What is being asked
Rescale only the rows from the line containing "wall in this photo, one line per instance." through the end of the rows, both ends included. Copy every line in that span unchanged, except multiply each point coordinate by 1.65 and round it to a whole number, with halves rounded up.
◆ ◆ ◆ ◆
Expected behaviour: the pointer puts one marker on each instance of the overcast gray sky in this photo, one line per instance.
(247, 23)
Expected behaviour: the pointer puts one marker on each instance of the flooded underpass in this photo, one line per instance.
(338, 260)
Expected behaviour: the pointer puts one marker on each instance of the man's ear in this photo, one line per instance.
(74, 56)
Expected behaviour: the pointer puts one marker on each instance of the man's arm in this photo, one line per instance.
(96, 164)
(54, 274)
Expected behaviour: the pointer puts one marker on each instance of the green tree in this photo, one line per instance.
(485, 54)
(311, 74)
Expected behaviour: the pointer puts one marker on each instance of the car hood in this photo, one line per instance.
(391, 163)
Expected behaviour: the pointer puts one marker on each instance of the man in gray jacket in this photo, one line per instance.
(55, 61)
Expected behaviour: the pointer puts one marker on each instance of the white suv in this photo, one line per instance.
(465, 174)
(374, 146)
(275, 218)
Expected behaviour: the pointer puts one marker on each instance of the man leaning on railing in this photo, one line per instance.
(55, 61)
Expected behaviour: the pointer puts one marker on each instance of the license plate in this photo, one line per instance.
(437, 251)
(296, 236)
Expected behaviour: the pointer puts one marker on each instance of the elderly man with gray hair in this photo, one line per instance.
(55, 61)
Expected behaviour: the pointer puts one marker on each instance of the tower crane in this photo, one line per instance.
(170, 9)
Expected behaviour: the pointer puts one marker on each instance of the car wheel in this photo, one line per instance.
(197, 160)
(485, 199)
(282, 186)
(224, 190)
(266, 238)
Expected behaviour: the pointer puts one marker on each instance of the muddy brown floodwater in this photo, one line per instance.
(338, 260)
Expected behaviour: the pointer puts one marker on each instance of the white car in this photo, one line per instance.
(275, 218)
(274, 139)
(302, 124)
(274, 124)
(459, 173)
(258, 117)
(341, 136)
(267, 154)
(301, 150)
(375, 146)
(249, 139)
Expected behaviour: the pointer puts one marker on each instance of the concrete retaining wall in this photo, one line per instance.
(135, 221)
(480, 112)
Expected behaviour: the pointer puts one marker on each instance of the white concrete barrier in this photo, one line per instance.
◆ ◆ ◆ ◆
Task response
Expected behaviour: the pointer puts one marker on each instance of the concrete retaining wall in this photo, one line per instance.
(223, 365)
(792, 185)
Expected behaviour: the pointer puts one marker on each instance of the white concrete barrier in this photo, one line per instance.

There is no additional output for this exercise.